* WORK ORDER *
This task requires every entry to be set down again exactly.

Natural language region descriptions
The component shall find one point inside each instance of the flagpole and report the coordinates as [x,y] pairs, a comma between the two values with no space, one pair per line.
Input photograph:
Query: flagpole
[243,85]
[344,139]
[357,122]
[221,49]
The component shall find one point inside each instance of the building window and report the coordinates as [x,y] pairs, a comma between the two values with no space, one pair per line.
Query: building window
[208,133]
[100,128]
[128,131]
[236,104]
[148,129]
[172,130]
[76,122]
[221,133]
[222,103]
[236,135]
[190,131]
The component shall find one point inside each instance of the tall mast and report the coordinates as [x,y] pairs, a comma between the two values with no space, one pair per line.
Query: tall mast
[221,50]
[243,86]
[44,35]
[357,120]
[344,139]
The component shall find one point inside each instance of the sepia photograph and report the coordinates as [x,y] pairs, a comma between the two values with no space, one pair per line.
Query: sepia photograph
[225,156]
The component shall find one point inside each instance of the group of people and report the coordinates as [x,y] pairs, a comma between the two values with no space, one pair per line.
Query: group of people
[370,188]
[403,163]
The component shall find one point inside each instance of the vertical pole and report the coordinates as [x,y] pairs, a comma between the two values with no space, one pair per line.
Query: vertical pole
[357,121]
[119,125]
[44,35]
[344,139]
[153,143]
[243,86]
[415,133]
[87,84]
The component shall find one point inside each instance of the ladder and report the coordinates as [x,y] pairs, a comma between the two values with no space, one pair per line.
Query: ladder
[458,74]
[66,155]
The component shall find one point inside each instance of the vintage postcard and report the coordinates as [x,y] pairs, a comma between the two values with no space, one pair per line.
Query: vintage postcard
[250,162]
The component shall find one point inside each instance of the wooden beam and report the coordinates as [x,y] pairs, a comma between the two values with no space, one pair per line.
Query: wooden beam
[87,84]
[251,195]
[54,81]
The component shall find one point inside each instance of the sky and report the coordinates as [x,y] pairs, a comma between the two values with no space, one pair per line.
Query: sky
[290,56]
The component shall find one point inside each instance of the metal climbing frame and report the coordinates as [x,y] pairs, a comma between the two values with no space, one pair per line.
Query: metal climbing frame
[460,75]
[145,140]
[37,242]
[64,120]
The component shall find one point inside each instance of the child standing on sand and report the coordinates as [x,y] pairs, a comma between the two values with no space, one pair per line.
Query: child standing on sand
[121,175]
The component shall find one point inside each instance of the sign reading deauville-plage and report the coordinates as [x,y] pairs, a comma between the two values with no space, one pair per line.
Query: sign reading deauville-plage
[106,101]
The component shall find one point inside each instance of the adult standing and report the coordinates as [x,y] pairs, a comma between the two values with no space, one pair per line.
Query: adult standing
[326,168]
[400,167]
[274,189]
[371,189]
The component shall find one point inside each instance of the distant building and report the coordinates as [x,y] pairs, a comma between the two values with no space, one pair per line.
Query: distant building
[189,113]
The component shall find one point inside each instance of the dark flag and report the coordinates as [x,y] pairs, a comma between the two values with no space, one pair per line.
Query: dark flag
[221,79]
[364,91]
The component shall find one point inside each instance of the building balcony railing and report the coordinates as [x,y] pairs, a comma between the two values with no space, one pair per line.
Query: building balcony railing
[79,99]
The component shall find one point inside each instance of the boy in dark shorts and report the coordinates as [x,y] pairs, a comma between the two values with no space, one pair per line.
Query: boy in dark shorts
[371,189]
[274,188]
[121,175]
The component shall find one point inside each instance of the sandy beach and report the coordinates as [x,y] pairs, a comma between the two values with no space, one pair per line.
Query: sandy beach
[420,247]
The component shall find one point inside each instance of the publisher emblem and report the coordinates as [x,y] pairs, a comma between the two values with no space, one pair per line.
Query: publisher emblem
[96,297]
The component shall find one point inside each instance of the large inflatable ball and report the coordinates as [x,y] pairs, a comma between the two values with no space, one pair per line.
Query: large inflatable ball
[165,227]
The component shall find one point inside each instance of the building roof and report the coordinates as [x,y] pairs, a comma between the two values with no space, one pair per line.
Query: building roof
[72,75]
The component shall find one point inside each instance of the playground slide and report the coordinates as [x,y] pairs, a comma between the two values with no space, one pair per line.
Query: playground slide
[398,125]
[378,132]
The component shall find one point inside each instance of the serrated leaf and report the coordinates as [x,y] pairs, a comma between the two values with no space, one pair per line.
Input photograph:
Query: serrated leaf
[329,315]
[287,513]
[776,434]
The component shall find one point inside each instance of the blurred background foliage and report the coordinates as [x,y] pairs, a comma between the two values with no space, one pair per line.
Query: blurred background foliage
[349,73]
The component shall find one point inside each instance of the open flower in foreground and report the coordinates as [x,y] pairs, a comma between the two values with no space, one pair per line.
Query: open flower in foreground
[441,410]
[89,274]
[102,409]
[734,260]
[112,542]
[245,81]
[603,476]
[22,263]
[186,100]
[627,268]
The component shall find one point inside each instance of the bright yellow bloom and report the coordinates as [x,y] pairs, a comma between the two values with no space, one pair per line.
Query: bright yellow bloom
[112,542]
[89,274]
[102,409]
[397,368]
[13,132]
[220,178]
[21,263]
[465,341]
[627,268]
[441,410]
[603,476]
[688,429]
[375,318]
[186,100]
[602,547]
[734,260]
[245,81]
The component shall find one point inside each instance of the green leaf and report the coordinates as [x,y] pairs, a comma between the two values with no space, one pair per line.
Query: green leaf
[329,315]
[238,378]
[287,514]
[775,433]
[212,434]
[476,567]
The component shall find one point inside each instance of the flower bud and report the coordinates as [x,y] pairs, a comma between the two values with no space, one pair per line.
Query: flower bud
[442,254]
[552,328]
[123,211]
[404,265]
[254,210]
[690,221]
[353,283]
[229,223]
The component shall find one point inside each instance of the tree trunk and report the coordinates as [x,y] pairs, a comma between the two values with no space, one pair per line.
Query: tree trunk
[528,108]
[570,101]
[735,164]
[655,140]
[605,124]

* REPLY TO THE TASK *
The component shall find one point inside each instance of the flagpole and report the coordinates as [x,y] pairs, a comma between the two values with no space, one pair per line.
Input photograph:
Query: flagpole
[243,85]
[344,139]
[357,122]
[221,49]
The component shall find one point inside each instance of the building window and report the coordinates as [x,y] pairs, a comma between the two values with no space, one pair per line.
Query: building window
[208,133]
[100,128]
[128,131]
[236,104]
[148,129]
[172,130]
[76,122]
[221,133]
[222,103]
[236,135]
[190,131]
The component shall find one point inside each instance of the tall mast and report the coordinates as [x,y] pairs, a comma between the two values with no space, one pair per line.
Query: tall mast
[221,50]
[243,86]
[44,35]
[357,120]
[344,139]
The component shall find one point inside each instance of the sepia photograph and report the coordinates as [x,y] pairs, a comma between the two values with no space, one pair per line.
Query: sepia photograph
[225,156]
The component shall find one point inside each instance of the group of people and report the coordinates as [x,y] pairs, a comma between the two values with no space, one pair per line.
Query: group of people
[370,188]
[403,163]
The component shall find one point inside each instance of the vertical pole and report the coordinates as [x,y] pairs, a comma between the two values with no space, one pair per line.
Query: vertical pole
[357,121]
[119,125]
[44,35]
[344,139]
[153,143]
[243,86]
[415,133]
[87,84]
The component shall find one point inside each instance of the ladder and report the coordinates as [x,y] pairs, a comma between the two values with no space, one pair per line.
Query: ladder
[458,74]
[66,155]
The component shall find one point inside each instance of the vintage postcard and report the coordinates as [x,y] pairs, a comma between the two values with no space, one pair per line.
Query: vintage postcard
[250,162]
The component shall find one point inside each instance of the wooden beam and report the coordinates as [x,y] pairs, a comma between the two values with no space, one pair per line.
Query: wooden beam
[87,84]
[251,195]
[54,81]
The component shall find one point inside each instance of the sky and report the coordinates as [x,y] pairs, a comma between the two values with no space, one pair per line.
Query: sky
[290,56]
The component shall find one point inside each instance of the metal climbing frame and report the coordinates as [x,y] pairs, a comma between the two values with no space, one pair per line.
Query: metal climbing frame
[460,75]
[145,140]
[37,242]
[64,120]
The component shall find one point inside each instance of the child standing on sand and report the coordinates as [x,y] pairs, a comma between the two values with no space, one pair per line.
Query: child standing on sand
[121,175]
The component shall find one point inside each instance of the sign reading deauville-plage and report the coordinates as [x,y] pairs, a comma between the two values with no space, one pair per line.
Query: sign reading deauville-plage
[106,101]
The component shall find one point inside each instance of the adult standing and report the coordinates as [x,y] pairs, a comma between the two values with no space, one pair per line.
Query: adult standing
[326,168]
[400,167]
[274,189]
[371,189]
The component shall find one point inside each instance of the distant building and report the coordinates as [x,y] pairs, a comma between the two values with no space, one pair per line.
Query: distant building
[189,113]
The component shall find one point inside each instance of the dark flag and report the coordinates as [x,y] pairs, a comma between the two values with no space, one pair per line.
Query: dark flag
[221,79]
[364,91]
The component shall find one point inside each instance of the building balcony railing and report the coordinates as [x,y] pairs, a comma between the two values with no space, one pair per line.
Query: building balcony railing
[79,99]
The component shall find one point inside each instance of the boy in dark shorts and report the coordinates as [x,y] pairs, a comma between the two values with no space, one pair per line.
Query: boy in dark shorts
[371,189]
[274,188]
[121,175]
The component shall find one point inside each instance of the sandy beach and report the coordinates as [x,y] pairs, a comma between the two values with no space, one pair per line.
Query: sandy beach
[420,247]
The component shall find one point inside each instance of the publisher emblem and report the coordinates as [x,y] pairs, a comma between the two values with no space, one pair per line.
Query: publisher emblem
[96,297]
The component shall find one point inside each instance of the large inflatable ball and report the coordinates as [x,y] pairs, a comma between the two values with no space, one pair per line.
Query: large inflatable ball
[165,227]
The component shall find one point inside each instance of the building roof and report the coordinates as [x,y] pairs, a comma between the two values with no space, one pair per line.
Query: building roof
[72,75]
The component shall find one point inside each instance of the playground slide and report the coordinates as [x,y] pairs, a comma between the two values with no space, one pair per line.
Query: playground slide
[398,125]
[378,132]
The component shall find one point inside each instance of the serrated leaf and report the coordinates as [x,y] pairs, a comma between the two values with no space, one pair per line.
Input photograph:
Query: serrated leaf
[329,315]
[287,513]
[776,434]
The component shall find one point inside each instance of the blurred background foliage and report the coordinates as [x,y] pairs, a comma between the two values with no space, one pair per line.
Query: blurred background foliage
[349,73]
The component shall find one point inside each instance of the open flower in foreground and report the coordinates as [x,y] pairs, a comma between the two values with no space, one pair per line.
Query: open flower in foreground
[441,410]
[89,274]
[102,409]
[734,260]
[112,542]
[245,81]
[603,476]
[22,263]
[186,100]
[627,268]
The component shall find one point inside each instance of the bright yellow bloom and report the coordinates as [x,y] pairs, a comma between the two values with no space, one pair per line.
Query: bright yellow bloom
[112,542]
[89,274]
[102,409]
[397,368]
[13,132]
[220,178]
[21,263]
[465,341]
[627,268]
[441,410]
[603,476]
[688,429]
[375,318]
[186,100]
[602,547]
[734,260]
[245,81]
The component shall find one point inside each instance of the green leaf and report the coordinates as [x,y] pairs, a comma between the two values with no space, one pair per line.
Query: green leaf
[329,315]
[238,378]
[287,514]
[775,433]
[212,434]
[476,567]
The component shall find one point inside each instance of the flower bud and report the coordinates as [x,y] pairs, a comma between the two values with no space, one pair per line.
Query: flower bud
[442,254]
[552,328]
[123,211]
[404,265]
[254,210]
[690,221]
[353,283]
[229,223]
The component shall find one point inside each instance of the tree trunk and report the coordinates as [x,y] pairs, a comma between the two values with no space, one pair per line.
Query: tree trunk
[528,108]
[570,101]
[735,164]
[655,140]
[605,124]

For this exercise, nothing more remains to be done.